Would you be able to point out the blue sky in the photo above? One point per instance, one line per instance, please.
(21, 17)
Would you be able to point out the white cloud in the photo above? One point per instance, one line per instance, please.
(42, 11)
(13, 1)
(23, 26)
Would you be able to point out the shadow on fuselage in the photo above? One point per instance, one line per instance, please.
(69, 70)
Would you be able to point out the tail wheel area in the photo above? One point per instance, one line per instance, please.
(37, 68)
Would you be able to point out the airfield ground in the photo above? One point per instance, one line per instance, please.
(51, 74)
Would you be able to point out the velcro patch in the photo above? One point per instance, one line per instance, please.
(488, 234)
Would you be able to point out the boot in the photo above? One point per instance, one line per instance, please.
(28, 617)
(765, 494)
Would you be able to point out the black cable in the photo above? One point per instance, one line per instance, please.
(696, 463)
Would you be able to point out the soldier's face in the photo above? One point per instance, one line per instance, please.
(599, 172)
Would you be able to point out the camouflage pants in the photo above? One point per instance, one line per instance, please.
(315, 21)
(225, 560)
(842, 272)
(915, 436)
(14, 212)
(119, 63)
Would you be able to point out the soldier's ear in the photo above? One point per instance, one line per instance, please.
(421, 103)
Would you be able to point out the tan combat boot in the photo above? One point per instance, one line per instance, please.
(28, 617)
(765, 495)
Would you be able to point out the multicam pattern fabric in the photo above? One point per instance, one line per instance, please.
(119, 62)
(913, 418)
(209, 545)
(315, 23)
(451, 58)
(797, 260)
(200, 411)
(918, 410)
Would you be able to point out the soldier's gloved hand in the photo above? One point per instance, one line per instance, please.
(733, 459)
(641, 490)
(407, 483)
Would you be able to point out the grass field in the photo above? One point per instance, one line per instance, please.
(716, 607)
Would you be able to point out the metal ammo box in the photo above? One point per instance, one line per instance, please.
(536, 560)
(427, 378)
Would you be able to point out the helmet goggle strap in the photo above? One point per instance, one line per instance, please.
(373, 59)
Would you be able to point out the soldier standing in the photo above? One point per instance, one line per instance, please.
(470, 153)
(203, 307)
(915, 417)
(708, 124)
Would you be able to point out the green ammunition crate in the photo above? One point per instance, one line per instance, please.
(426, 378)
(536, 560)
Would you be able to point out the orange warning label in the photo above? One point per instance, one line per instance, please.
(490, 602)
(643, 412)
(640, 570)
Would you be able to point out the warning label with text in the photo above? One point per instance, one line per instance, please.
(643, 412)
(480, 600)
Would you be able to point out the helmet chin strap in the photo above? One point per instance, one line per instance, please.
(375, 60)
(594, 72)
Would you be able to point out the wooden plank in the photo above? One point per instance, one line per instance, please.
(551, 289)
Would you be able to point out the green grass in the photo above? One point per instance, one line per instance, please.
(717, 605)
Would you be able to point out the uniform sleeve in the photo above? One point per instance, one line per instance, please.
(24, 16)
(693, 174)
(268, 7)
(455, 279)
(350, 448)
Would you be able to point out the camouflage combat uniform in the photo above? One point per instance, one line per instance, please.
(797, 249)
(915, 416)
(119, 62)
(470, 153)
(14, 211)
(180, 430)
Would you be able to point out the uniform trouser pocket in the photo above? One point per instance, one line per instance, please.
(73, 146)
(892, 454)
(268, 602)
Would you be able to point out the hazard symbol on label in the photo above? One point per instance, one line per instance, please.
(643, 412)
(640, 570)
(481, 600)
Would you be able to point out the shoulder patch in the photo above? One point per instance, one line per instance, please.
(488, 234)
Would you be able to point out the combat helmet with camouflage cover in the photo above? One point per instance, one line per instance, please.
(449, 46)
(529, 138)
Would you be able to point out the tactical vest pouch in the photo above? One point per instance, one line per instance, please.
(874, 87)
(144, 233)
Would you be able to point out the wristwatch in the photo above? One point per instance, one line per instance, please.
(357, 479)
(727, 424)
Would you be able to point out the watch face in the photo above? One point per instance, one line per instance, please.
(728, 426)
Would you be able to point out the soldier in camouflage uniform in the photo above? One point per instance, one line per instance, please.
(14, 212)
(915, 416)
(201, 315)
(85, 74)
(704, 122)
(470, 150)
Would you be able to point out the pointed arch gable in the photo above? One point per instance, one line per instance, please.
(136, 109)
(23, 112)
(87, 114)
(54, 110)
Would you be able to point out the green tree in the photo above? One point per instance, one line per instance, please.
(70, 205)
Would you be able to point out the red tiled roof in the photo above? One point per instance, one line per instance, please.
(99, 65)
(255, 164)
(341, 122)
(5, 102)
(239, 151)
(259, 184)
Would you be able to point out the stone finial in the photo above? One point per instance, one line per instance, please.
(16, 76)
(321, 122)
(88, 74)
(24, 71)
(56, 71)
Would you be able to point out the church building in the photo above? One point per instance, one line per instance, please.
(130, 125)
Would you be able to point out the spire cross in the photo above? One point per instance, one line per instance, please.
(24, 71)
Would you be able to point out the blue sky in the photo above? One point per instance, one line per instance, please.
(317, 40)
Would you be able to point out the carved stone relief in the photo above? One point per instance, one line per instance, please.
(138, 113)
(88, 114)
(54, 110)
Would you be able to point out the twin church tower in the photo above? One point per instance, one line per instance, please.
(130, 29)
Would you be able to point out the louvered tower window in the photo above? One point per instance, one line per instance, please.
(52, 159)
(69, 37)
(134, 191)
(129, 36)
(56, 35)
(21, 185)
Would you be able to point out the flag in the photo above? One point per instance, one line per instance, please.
==========
• Exercise prompt
What you return should match the listing above exactly.

• Exercise solution
Would you be able to point out the blue sky in the photo above? One point per instance, one line per instance, please.
(21, 17)
Would you be able to point out the white cloud in the photo above? One point per instance, one line per instance, please.
(42, 11)
(13, 1)
(23, 26)
Would you be able to point out the shadow on fuselage in the photo above? One point per instance, one line per instance, please.
(69, 70)
Would you be able to point out the tail wheel area in the photo above? One point per instance, one line per instance, please.
(37, 68)
Would you be able to point out the airfield ground in the photo above? One point per instance, one line per instance, please.
(51, 74)
Would you be able to point out the velcro patch in the photo above? One point per instance, one line per instance, please.
(488, 234)
Would you be able to point out the boot in the photo above? One point per instance, one line per instance, please.
(28, 617)
(765, 494)
Would you be able to point out the black cable in the photo above? One point per instance, one line per instance, please.
(696, 463)
Would you be able to point out the soldier's face in the photo above? One point per instance, one line per instance, please.
(599, 172)
Would you be able to point out the camouflage pants in the photo above? One point per instance, one line per instance, please.
(315, 21)
(225, 560)
(842, 272)
(915, 436)
(14, 212)
(119, 63)
Would you be able to point out the soldier's ear in the photo above? One point per instance, one line per instance, please.
(421, 103)
Would you be able to point out the tan combat boot in the photo above? One point per instance, one line per instance, please.
(28, 617)
(765, 495)
Would you be able to point out the multicam pattern fabric in the photo above? One point per instance, one line per instance, please.
(119, 62)
(913, 418)
(209, 545)
(315, 23)
(451, 58)
(797, 260)
(200, 411)
(918, 410)
Would you be able to point out the soldier's gloved hand in the photo above? One point per instance, one line per instance, please.
(733, 459)
(641, 490)
(407, 483)
Would you be able to point out the grass field in the photo above? One point per instance, one line per instance, please.
(716, 607)
Would you be able to point out the metal ammo box in the photo above? One point per instance, one line per instance, please.
(536, 560)
(427, 378)
Would you be able to point out the helmet goggle strap in the photo above? One point per instance, one line per instance, please.
(373, 59)
Would you be able to point out the soldier standing in the photo above? One point per instance, one line per instance, please.
(470, 153)
(203, 307)
(915, 417)
(708, 124)
Would you be able to point out the green ammunition crate in the photo above? One point per instance, one line per instance, please.
(426, 378)
(536, 560)
Would you be able to point out the orange warning label in the photo above? One point per instance, one line per instance, please.
(490, 602)
(643, 412)
(640, 570)
Would you be able to point out the warning label with text in the photo above? One point per instance, one line per instance, please.
(643, 412)
(480, 600)
Would you be able to point out the helmet chin strap in the photo above? One point per instance, one line per instance, please.
(375, 60)
(594, 72)
Would you be able to point out the wooden plank in the photo above? One point per instance, one line per instance, please.
(551, 289)
Would you be able to point out the green grass in the photo above? One point per instance, one line per instance, please.
(717, 605)
Would you be able to point out the uniform sleeve in the photo above? One point per instance, one line per instance, please.
(24, 16)
(693, 174)
(268, 7)
(455, 279)
(350, 448)
Would you be able to point out the camouflage combat uniform in the photo above? One point per instance, one line per instance, please.
(797, 249)
(915, 416)
(119, 62)
(470, 153)
(14, 211)
(180, 430)
Would you be able to point out the uniform trouser pocket in the photo above? One point per instance, one line per instance, please.
(73, 146)
(892, 454)
(268, 602)
Would you be able to point out the hazard symbol on label in the photo above? One point per instance, one line per instance, please.
(643, 412)
(640, 570)
(481, 600)
Would you be able to point out the shoulder patch in the photo above? One point per instance, one line per instance, please.
(488, 234)
Would you be able to point out the combat helmet with camouflage cover in the photo above? One point per instance, one line per instance, please.
(449, 46)
(529, 138)
Would you be able to point out the tactical vest pouch in the photo above? One point per instance, one line per instance, please.
(874, 87)
(144, 233)
Would you be able to point out the wristwatch in the photo above? One point per instance, one line per instance, please.
(357, 479)
(727, 424)
Would you be able to point out the watch face in the photo above? One point per instance, one line per instance, please.
(728, 426)
Would you be able to point out the soldier in camouflage uniform in the photo above? One point per instance, one line per instance, please.
(14, 212)
(915, 416)
(201, 315)
(85, 74)
(704, 122)
(470, 150)
Would you be able to point out the pointed arch gable in the photo above? One point per instance, one line per instance, please.
(136, 109)
(23, 112)
(87, 114)
(54, 110)
Would you be able to point out the green tree in the photo above? One point per instance, one line per instance, please.
(70, 205)
Would you be able to point out the red tiled roof in the photo above? One point per instance, one line per instance, please.
(99, 65)
(255, 164)
(341, 122)
(5, 102)
(239, 151)
(259, 184)
Would you be able to point out the stone finial in the photo above? One point per instance, one line per instance, please.
(16, 76)
(321, 122)
(88, 74)
(24, 71)
(56, 71)
Would you be able to point out the church building in the photo above? One point per instance, one line per instance, please.
(130, 125)
Would you be able to point out the spire cross in the photo above? One point per instance, one line per instance, please.
(24, 71)
Would you be able to point out the blue sky in the photo above? One point per instance, one line per instance, please.
(317, 40)
Would you be able to point out the carved stone relief in the photo above? One point per instance, one line per instance, please.
(138, 113)
(88, 114)
(54, 110)
Would you be able to point out the twin church tower in the photo above? One point per instance, one line per instance, please.
(130, 29)
Would you be able to point out the louvered tower window in the photo above? One point per instance, one line per instance, please.
(52, 159)
(69, 37)
(134, 191)
(129, 36)
(56, 35)
(21, 185)
Would you be able to point out the flag in the photo above? One point per instance, one line per instance, please.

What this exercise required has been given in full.